═══ SOURCE DOCUMENT

Rackspace Interview Process
Published April 27th, 2014
I believe we have built a reasonable and consistent set of best practices for on site interviews at the Rackspace San Francisco office. We learned the initial structure from the Rackspace office in Blacksburg. One of the aspects I like about our process is that it can work for both technical and non-technical roles. We believe it isn’t perfect and try to iterate on improvements. I would love to hear from other companies about their interview process and ideas for how to improve ours.
I am only describing the on site interview structure in this post, and not all aspects of the hiring process.
Note: We are always iterating on our interviews. We also do not have top down approach for the whole company. If you interview at other Rackspace locations or in the future, don’t fret if the process is different.
In a few hours interviews are attempting to ascertain a candidate’s aptitude, fit, knowledge, potential and more. This is difficult. Human interactions are hard to measure, and the pressure of an interview does not lend itself to consistent results. In our interviews we try to achieve the following goals:
- Consistency: We want to find potential Rackers on the first pass. A bad or inconsistent interview panel wastes both the time of a candidate and our teams.
- Targeted: We want to make sure we are accomplishing specific goals in each part of the interview. Interviews are always too short, but if all interviewers ask the same question, we will not have a well rounded understanding of the candidate.

══════
═══ LISTED RECORDS

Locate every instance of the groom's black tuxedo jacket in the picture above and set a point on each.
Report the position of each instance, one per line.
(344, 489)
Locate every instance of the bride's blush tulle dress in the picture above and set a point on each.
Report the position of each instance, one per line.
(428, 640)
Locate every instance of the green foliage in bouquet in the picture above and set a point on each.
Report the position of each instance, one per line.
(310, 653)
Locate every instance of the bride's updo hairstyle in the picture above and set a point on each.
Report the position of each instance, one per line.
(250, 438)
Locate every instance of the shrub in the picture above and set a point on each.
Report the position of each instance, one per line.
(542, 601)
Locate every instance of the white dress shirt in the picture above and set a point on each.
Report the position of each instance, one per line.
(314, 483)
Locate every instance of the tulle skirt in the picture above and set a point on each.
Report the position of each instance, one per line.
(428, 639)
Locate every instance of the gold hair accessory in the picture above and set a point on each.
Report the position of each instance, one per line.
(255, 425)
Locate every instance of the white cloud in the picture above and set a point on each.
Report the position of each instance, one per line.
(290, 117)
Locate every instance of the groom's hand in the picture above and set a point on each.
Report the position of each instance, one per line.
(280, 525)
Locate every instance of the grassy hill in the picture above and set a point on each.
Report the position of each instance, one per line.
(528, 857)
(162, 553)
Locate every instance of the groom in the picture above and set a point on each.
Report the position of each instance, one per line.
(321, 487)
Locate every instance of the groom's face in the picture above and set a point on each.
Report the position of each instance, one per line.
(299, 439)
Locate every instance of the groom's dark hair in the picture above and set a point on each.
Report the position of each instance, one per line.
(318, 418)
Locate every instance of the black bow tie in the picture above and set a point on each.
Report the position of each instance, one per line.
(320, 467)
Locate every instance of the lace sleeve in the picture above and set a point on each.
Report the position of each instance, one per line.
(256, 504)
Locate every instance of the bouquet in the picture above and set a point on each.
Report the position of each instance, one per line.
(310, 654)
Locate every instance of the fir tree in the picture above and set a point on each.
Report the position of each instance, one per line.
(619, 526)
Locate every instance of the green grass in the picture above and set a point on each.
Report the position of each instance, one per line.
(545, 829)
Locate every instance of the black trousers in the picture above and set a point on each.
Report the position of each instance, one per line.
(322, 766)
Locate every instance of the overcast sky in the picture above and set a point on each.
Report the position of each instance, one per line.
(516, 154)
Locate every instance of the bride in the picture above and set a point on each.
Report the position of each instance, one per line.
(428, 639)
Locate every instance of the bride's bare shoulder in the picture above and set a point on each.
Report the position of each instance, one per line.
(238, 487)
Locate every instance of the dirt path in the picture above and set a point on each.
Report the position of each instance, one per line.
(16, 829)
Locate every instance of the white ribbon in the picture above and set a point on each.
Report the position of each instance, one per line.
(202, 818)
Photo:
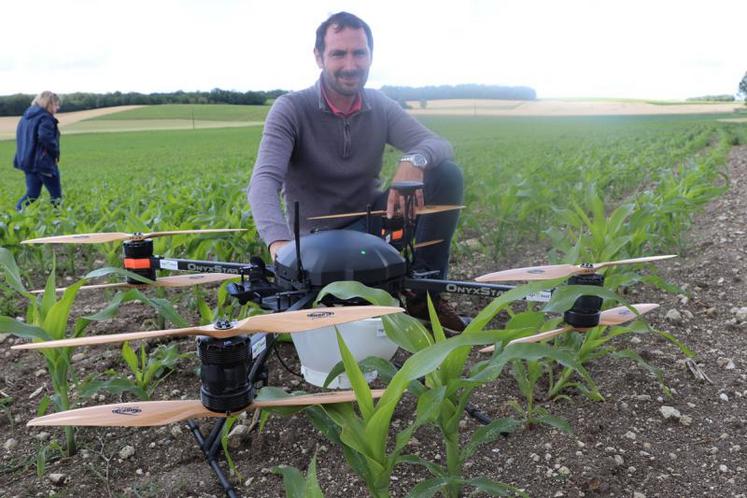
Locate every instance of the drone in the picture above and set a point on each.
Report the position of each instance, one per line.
(233, 355)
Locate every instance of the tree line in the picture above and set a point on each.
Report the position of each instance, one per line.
(712, 98)
(466, 91)
(15, 105)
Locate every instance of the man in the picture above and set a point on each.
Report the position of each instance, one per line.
(324, 145)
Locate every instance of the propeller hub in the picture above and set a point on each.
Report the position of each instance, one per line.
(223, 324)
(138, 256)
(586, 310)
(226, 364)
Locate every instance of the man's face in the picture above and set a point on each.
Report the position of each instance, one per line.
(345, 60)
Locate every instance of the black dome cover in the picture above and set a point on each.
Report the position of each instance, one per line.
(335, 255)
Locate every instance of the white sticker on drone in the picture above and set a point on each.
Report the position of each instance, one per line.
(258, 347)
(539, 297)
(169, 264)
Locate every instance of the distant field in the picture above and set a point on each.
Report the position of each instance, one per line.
(206, 112)
(156, 117)
(567, 107)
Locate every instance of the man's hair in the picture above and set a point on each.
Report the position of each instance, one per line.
(46, 99)
(338, 22)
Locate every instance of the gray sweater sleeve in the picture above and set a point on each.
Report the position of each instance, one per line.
(275, 149)
(408, 135)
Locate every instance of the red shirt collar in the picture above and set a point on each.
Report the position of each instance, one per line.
(356, 107)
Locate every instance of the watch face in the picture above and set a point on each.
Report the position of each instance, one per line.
(417, 160)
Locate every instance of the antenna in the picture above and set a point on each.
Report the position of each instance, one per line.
(297, 237)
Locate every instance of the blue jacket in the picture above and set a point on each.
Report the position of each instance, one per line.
(37, 142)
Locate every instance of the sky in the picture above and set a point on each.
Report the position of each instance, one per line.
(651, 49)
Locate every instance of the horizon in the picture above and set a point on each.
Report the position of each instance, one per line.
(578, 49)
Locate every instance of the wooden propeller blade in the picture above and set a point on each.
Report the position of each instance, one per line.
(381, 212)
(185, 232)
(277, 323)
(428, 243)
(95, 238)
(612, 316)
(170, 282)
(81, 238)
(137, 414)
(153, 413)
(549, 272)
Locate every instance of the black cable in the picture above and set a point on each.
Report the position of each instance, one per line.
(277, 354)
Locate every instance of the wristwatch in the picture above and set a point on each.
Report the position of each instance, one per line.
(417, 160)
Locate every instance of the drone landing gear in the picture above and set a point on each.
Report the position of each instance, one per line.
(229, 370)
(211, 447)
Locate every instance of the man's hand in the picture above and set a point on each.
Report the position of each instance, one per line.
(275, 247)
(396, 202)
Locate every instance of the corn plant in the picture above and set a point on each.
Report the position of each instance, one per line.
(148, 370)
(5, 403)
(46, 319)
(594, 344)
(442, 397)
(296, 484)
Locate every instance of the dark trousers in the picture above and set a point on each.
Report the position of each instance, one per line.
(34, 182)
(444, 184)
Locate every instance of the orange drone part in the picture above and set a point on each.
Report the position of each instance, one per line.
(137, 263)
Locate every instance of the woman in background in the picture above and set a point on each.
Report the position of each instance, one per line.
(38, 149)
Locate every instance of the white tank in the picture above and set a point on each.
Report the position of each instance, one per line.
(319, 353)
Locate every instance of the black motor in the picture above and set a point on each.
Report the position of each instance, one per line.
(334, 255)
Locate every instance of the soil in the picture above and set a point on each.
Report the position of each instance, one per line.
(623, 446)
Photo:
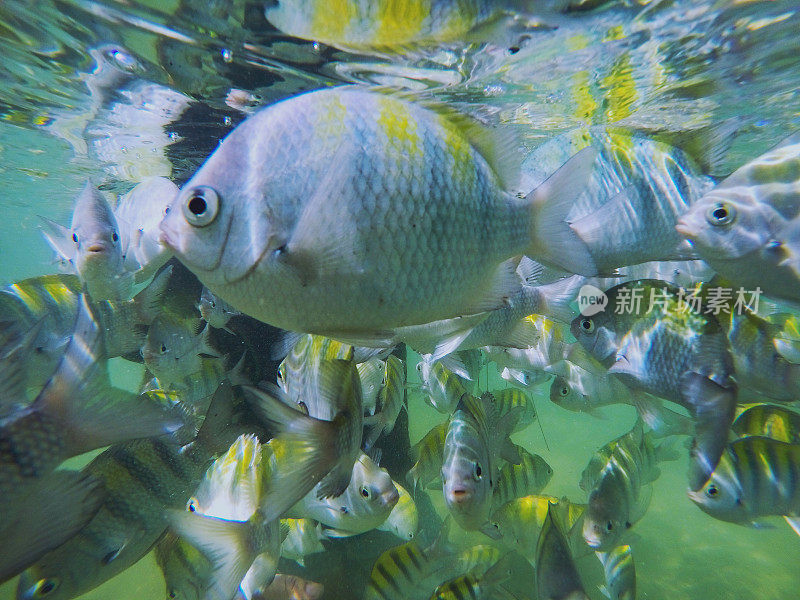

══════

* _PROBLEM DESCRIPTION_:
Write out the passage of the Rackspace interview post word for word, starting with "In a few hours" and going on through "of the candidate.". The lines are separate material, unrelated to the post.

* _FINISHED EXERCISE_:
In a few hours interviews are attempting to ascertain a candidate’s aptitude, fit, knowledge, potential and more. This is difficult. Human interactions are hard to measure, and the pressure of an interview does not lend itself to consistent results. In our interviews we try to achieve the following goals:
- Consistency: We want to find potential Rackers on the first pass. A bad or inconsistent interview panel wastes both the time of a candidate and our teams.
- Targeted: We want to make sure we are accomplishing specific goals in each part of the interview. Interviews are always too short, but if all interviewers ask the same question, we will not have a well rounded understanding of the candidate.